• _WORK INSTRUCTION_
Write out the entries verbatim and leave the images out of the copy.

• _MATERIAL SUPPLIED_

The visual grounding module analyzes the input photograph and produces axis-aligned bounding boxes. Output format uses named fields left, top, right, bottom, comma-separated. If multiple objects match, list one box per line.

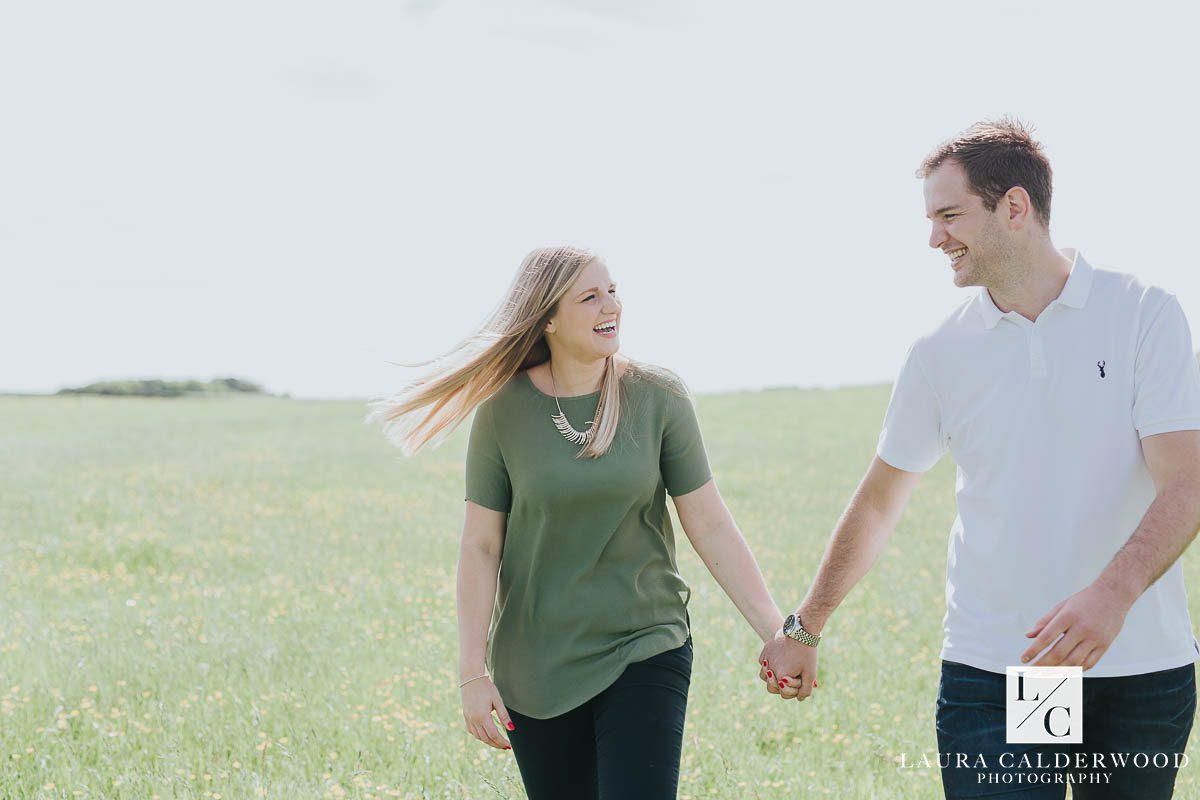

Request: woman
left=369, top=246, right=784, bottom=799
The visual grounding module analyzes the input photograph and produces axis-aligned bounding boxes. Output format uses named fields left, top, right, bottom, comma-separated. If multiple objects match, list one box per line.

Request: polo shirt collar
left=1056, top=248, right=1094, bottom=309
left=977, top=248, right=1094, bottom=329
left=979, top=289, right=1005, bottom=329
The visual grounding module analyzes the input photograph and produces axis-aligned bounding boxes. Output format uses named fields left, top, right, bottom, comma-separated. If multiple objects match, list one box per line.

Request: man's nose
left=929, top=222, right=948, bottom=250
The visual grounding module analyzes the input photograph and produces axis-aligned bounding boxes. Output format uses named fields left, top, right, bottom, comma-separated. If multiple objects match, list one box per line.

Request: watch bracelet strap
left=787, top=614, right=821, bottom=647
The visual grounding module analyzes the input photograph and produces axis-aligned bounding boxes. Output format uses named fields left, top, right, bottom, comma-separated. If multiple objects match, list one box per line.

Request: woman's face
left=545, top=258, right=622, bottom=361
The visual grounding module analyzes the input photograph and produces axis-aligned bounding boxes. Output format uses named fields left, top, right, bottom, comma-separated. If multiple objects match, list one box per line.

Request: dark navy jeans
left=506, top=637, right=692, bottom=800
left=936, top=660, right=1196, bottom=799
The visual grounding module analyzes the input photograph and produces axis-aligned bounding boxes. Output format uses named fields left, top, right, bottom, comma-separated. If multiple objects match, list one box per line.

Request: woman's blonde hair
left=367, top=246, right=625, bottom=458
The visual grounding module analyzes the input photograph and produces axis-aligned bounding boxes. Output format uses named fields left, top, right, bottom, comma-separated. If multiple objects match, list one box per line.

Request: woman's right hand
left=460, top=677, right=515, bottom=750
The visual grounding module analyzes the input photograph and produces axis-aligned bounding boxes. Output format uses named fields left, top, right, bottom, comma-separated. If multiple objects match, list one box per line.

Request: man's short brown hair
left=918, top=117, right=1053, bottom=228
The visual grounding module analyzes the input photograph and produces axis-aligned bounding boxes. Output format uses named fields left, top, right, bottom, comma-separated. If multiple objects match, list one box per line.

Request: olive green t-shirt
left=465, top=364, right=712, bottom=719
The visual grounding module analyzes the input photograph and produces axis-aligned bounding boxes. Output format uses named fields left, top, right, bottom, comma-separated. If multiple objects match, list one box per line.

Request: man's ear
left=1004, top=186, right=1033, bottom=229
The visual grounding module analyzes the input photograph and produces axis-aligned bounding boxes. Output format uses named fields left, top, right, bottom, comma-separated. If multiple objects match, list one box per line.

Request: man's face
left=923, top=160, right=1014, bottom=290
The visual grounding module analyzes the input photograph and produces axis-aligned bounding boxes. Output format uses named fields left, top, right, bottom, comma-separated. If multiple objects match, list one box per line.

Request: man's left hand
left=1021, top=582, right=1135, bottom=670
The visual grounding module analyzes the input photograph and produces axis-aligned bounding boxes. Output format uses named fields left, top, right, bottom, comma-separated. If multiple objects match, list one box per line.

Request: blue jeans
left=936, top=660, right=1195, bottom=799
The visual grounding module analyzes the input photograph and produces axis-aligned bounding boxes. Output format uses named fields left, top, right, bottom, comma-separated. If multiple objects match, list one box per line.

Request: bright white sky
left=4, top=1, right=1198, bottom=398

• _ANSWER BELOW_
The visual grounding module analyzes the input photograph and produces axis-aligned bounding boxes. Output format uses named fields left, top, right, bottom, comma-separated. If multiple objects match, list one box per line.


Request: woman
left=369, top=246, right=784, bottom=799
The visual grounding module analyzes the input photograph and produces axis-aligned bounding boxes. Output format uses named fields left, top, right, bottom, comma-separated. If multiple objects match, list one box per line.

Request: polo shirt collar
left=1056, top=248, right=1094, bottom=309
left=977, top=248, right=1094, bottom=329
left=979, top=289, right=1005, bottom=329
The visual grounding module analyzes the input photograph and produces axis-aligned bounding boxes. Output format uses named fields left, top, right, bottom, comma-separated. If multiple objects match, list one box per line.

Request: man's nose
left=929, top=222, right=948, bottom=250
The visual grounding module analyzes the input photograph and produces axis-aligned bounding boxes. Output format uses named fields left, top, right, bottom, comma-separated. If multiple objects match, list one box per line.

Request: watch bracelet strap
left=787, top=614, right=821, bottom=647
The visual grounding module analyzes the input photograph and produces axis-aligned bounding boxes. Output format uses named fields left, top, right, bottom, comma-separated. If multiple objects match, list one box per line.

Request: woman's face
left=545, top=258, right=622, bottom=361
The visual grounding module analyzes the input photograph and produces axis-aligned bounding boxes. Output format uses named fields left, top, right, bottom, comma-separated. If multiple objects match, list one box per line.

Request: dark navy jeans
left=506, top=637, right=692, bottom=800
left=936, top=660, right=1196, bottom=799
The visual grounding module analyzes the input photograph and produces axis-aligned bounding boxes. Output format uses named fields left, top, right, bottom, comma-separated. If multiple objects match, list one box per line.

Request: woman's blonde hair
left=367, top=246, right=625, bottom=458
The visual grounding module analyzes the input photograph and produces axis-aligned bounding boxes. Output format uses named fields left, top, right, bottom, comma-separated. If multiple objects match, list one box per line.

Request: woman's right hand
left=460, top=677, right=515, bottom=750
The visual grounding module analyzes the input photograph and produces axis-aligned bounding boxes. Output format uses named fields left, top, right, bottom, comma-separated. If multiple objects match, list one box per line.

Request: man's short brown hair
left=918, top=117, right=1053, bottom=228
The visual grounding module analyzes the input photograph and produces axis-aligned bounding boxes. Output format uses named fields left, top, right, bottom, comma-separated. If multiple objects match, list one box per line.

Request: olive green t-shirt
left=465, top=364, right=712, bottom=719
The visual grounding module analyzes the input photograph and produces axis-aligned bounding boxes. Output format uses named fields left, top, right, bottom, comma-separated. If multiple objects match, list one box per line.

Request: man's ear
left=1004, top=186, right=1033, bottom=229
The visual grounding module analyzes the input photograph and produces axis-aligned bounding boxes. Output format uses named fields left, top, right, bottom, comma-separated. If multiple objects match, list one box per line.

Request: man's face
left=923, top=160, right=1014, bottom=290
The visual grounding module analyzes the input photograph and produces axis-aligned bounding boxes. Output format uses named fields left, top, right, bottom, comma-separated. If multiple objects match, list one box per line.

Request: man's left hand
left=1021, top=582, right=1135, bottom=670
The visual grounding module analyzes the input photograph and produces axis-aligned bounding boxes. Output format uses named fields left, top, right, bottom, comma-separated. If multiple objects match, list one box per line.

Request: blue jeans
left=936, top=660, right=1195, bottom=799
The visual grounding module analyzes the input photograph and produces axis-aligned bounding boxes. Output format uses named fields left, top, right, bottom, comma-separated. If multiple objects match, list one box per line.

Request: bright white sky
left=4, top=1, right=1198, bottom=398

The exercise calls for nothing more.